This article appeared in the Kamloops Daily News on January 2nd, 2013 and was written by Michelle Young.
From a Real Estate perspective there are a number of areas of Kamloops where the assessed value put on a property is much higher than the true value of that property. Home owners should ensure that they know the true market value of their property if they are considering selling their home. I have come across a number of sellers who have thought that their assessed value was a good representation of the value of their home only to find out it was overestimated in excess of $50,000 in some cases. If you feel that your home’s assessment is incorrect make sure you appeal it as you have until the end of January to do so.
Call it the five-per-cent stability. Kamloops and surrounding communities have seen their property values rise and fall, but most are within a range of five per cent up or down.
That indicates a fairly stable economy as far as real estate properties are concerned, deputy assessor Graham Held said Wednesday.

**Entries from a pointing dataset**.
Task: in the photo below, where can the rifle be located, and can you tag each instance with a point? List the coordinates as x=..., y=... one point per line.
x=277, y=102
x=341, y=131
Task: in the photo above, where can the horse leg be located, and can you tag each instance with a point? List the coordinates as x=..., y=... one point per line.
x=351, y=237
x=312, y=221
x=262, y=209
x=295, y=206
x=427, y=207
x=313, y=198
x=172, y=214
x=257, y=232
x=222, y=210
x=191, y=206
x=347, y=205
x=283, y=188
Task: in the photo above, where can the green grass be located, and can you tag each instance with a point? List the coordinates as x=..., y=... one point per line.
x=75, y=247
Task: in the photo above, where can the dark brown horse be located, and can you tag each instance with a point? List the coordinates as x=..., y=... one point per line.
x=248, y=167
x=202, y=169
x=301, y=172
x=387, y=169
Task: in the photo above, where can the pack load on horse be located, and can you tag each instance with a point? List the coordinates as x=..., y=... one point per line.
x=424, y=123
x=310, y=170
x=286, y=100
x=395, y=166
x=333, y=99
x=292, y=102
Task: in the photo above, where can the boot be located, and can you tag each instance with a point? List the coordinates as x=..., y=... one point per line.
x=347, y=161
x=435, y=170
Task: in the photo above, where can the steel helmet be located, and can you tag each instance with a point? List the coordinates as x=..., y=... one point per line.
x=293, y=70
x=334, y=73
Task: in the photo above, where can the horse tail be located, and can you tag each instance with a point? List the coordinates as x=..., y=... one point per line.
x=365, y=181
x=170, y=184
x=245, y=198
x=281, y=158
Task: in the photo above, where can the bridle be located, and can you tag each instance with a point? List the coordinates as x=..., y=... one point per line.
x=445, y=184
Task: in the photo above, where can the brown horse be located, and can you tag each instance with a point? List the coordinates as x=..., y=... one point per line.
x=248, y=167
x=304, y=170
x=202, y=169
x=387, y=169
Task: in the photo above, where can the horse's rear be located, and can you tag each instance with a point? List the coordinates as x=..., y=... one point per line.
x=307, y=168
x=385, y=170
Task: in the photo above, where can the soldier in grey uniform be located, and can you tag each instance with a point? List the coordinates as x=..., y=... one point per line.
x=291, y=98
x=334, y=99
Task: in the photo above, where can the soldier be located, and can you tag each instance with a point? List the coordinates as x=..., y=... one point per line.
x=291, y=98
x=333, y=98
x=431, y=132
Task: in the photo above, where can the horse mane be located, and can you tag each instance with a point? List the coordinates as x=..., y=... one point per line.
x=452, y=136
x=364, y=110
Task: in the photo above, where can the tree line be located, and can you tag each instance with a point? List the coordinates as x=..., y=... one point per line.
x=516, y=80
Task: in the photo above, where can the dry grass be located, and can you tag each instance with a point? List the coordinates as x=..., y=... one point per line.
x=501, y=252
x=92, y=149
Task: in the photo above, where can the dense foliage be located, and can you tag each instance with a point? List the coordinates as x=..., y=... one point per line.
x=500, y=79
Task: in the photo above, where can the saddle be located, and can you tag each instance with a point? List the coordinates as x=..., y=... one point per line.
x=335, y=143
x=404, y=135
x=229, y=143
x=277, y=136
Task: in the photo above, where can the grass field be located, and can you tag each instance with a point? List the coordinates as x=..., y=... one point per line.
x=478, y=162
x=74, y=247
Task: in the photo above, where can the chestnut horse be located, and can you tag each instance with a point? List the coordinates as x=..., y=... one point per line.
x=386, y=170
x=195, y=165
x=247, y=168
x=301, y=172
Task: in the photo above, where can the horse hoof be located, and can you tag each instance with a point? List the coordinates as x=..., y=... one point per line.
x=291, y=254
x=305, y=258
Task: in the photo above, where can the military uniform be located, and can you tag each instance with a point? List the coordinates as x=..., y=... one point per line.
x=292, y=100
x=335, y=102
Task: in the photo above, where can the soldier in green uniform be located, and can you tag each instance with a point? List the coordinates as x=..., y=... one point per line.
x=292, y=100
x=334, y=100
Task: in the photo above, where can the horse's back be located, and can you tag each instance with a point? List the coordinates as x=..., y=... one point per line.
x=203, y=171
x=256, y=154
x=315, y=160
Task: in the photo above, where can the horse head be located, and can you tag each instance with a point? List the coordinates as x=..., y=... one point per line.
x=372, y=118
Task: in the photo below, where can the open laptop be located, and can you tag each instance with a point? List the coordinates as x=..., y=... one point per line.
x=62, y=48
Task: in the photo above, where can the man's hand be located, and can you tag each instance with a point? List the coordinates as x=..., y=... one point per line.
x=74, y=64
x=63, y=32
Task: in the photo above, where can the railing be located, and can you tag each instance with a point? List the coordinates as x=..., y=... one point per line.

**Stated exercise**. Reproduce the article on Kamloops property assessments from "This article appeared" to "January to do so.". Work from the article alone and leave the rows aside.

**Exercise result**.
This article appeared in the Kamloops Daily News on January 2nd, 2013 and was written by Michelle Young.
From a Real Estate perspective there are a number of areas of Kamloops where the assessed value put on a property is much higher than the true value of that property. Home owners should ensure that they know the true market value of their property if they are considering selling their home. I have come across a number of sellers who have thought that their assessed value was a good representation of the value of their home only to find out it was overestimated in excess of $50,000 in some cases. If you feel that your home’s assessment is incorrect make sure you appeal it as you have until the end of January to do so.